# Exercise A
In the article on the Internet tax moratorium, copy everything from "With the Senate" down to "crippled technology market.".
# Exercise B
According to the Internet tax moratorium article, which representative sponsored H.R. 1552?
# Exercise C
Go on with the article on the Internet tax moratorium, picking up after its last sentence.

# Text provided
• • • • • • •

With the Senate failing to act on extending the Internet tax moratorium and lawmakers not returning to session before its October 21 expiration, the moratorium on new and discriminatory Internet taxes and the ban on Internet access taxes will lapse, opening the door to "economic mischief" by local and state taxing authorities and implanting further uncertainty in the already crippled technology market.

Senate failure to pass an extension to the moratorium is the direct result of obstruction by some members, led by Senator Byron Dorgan (D-North Dakota), who refused to deal with the issue without provisions allowing states to shift their tax collection duties onto out-of state businesses. The House of Representatives overwhelmingly approved a clean extension of the moratorium, H.R. 1552, on October 16, but for only two years.

The limited two-year extension passed in the House is a watered down version of H.R. 1552, sponsored by Representative Christopher Cox (R-California), which initially called for a five-year extension of the ban on multiple and discriminatory taxes that do not apply to offline purchases, and sought to make permanent the moratorium on Internet access taxes — provisions in line with recommendations by the Advisory Commission on Electronic Commerce authorized by the Internet Tax Freedom Act (ITFA) of 1998. An amendment by Representative Spencer Bachus (R-Alabama) in the House Judiciary Committee to limit the extension to two years set the stage for the House vote.

While the two-year extension would have been better than allowing ITFA to expire, the limited time frame was cynically orchestrated by tax-hungry state governors and their friends on Capitol Hill to keep the moratorium tied to the entirely separate and controversial issue of allowing the states to force their sales and use tax collection responsibilities onto out-of-state businesses; something currently prohibited by the Supreme Court’s decision in Quill Corp. v. North Dakota.

Thirty-two states are currently engaged in a program, headed-up by the National Governors Association, known as the Streamlined Sales Tax Project (SSTP). In an effort to urge Congress to overturn the high court’s precedent established in the Quill decision, the states claim that the SSTP would "simplify and streamline" the multiple taxing jurisdictions of the participating states and their localities to a point that would mitigate the current barriers on interstate commerce should they be allowed to shift their tax collection burdens to out-of-state businesses.

But the original intent of the Constitution’s Commerce Clause, outlined in Article I, Section 8, was not only to protect against interstate trade barriers, but also to promote healthy competition between the states in terms of taxation and regulations, or rather, the lack thereof. Congressional approval of the SSTP would permit the states to enter into a multi-state sales tax compact, significantly expanding states’ taxing jurisdictions and permitting collusion between participating states, which would result in the elimination of such competition.

From a public policy standpoint, it is important to note that commerce on the Internet is still in its infancy. Congressional authorization of a multi-state tax regime would stifle the prospects for future growth in e-commerce, by implanting interstate trade barriers that the founding fathers sought to prevent. Furthermore, claims of eroded states’ sales tax bases due to e-commerce are unfounded, and online retail sales have failed to even come close to the inflated projections of the National Governors Association (NGA). Currently, nearly all business-to-business transactions online that are subject to taxation are collected by the states of jurisdiction.

• • • • • • •

Object pointing dataset records:

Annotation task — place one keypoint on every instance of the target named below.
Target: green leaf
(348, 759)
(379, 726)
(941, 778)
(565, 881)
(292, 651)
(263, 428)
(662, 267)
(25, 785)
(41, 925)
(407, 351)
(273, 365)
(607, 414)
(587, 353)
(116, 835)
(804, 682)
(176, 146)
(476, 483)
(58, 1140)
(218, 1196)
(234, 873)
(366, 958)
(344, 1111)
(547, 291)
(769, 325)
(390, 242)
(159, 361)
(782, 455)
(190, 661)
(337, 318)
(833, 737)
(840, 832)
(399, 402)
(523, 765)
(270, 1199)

• • • • • • •

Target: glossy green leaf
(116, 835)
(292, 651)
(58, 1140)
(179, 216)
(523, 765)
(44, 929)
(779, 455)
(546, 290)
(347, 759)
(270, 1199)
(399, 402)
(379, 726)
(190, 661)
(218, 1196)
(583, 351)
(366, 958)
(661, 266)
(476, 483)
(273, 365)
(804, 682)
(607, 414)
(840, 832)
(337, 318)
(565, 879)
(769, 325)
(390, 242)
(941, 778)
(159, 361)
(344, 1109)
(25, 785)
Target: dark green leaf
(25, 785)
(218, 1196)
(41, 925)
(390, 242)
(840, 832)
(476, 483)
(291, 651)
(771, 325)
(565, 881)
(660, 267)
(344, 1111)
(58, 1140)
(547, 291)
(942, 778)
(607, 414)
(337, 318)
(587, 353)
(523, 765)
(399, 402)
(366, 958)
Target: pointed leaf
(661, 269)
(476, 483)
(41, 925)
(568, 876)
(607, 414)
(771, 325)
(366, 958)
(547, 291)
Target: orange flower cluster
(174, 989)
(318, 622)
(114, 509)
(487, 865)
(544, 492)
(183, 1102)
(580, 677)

• • • • • • •

# Right answer A
With the Senate failing to act on extending the Internet tax moratorium and lawmakers not returning to session before its October 21 expiration, the moratorium on new and discriminatory Internet taxes and the ban on Internet access taxes will lapse, opening the door to "economic mischief" by local and state taxing authorities and implanting further uncertainty in the already crippled technology market.

# Right answer B
Representative Christopher Cox (R-California).

# Right answer C
Online transactions between individual consumers and online businesses, which make up less than one percent of all retail sales in this country and are currently declining, are already subject to taxation in the form of "use" taxes. The burden falls on the individual states to collect such taxes from their citizens. Due to the politically unpopular nature of use taxes, states choose not to enforce their collection. The loss in tax revenue projected by the NGA is currently measured by the revenue that state use taxes would generate, if the states bothered to collect them in the first place.

The instant and spontaneous nature of Internet commerce between individual consumers and online retailers makes it nearly impossible to measure whether such transactions would ever take place if the Internet didn’t exist. Given the miniscule percentage of all retail sales that actually do occur online, a substantive argument can be made that they wouldn’t.

Finally, the NGA fails to weigh the benefits from e-commerce, in the form of new jobs and increased tax revenue from property and income taxes, to what they claim to be revenue "losses." It’s quite possible, if not probable, that many state tax revenues have increased as a result of e-commerce.

What does all of this have to do with extending the Internet tax moratorium? Absolutely nothing! The states are holding an adequate extension of the moratorium hostage and using it as political leverage on Congress to authorize their multi-state sales tax compact. Passage of a limited two-year extension, as opposed to extending the moratorium for five years or making it permanent, forces Congress to revisit the sales tax issue when the moratorium expires again in 2003. This makes absolutely zero sense.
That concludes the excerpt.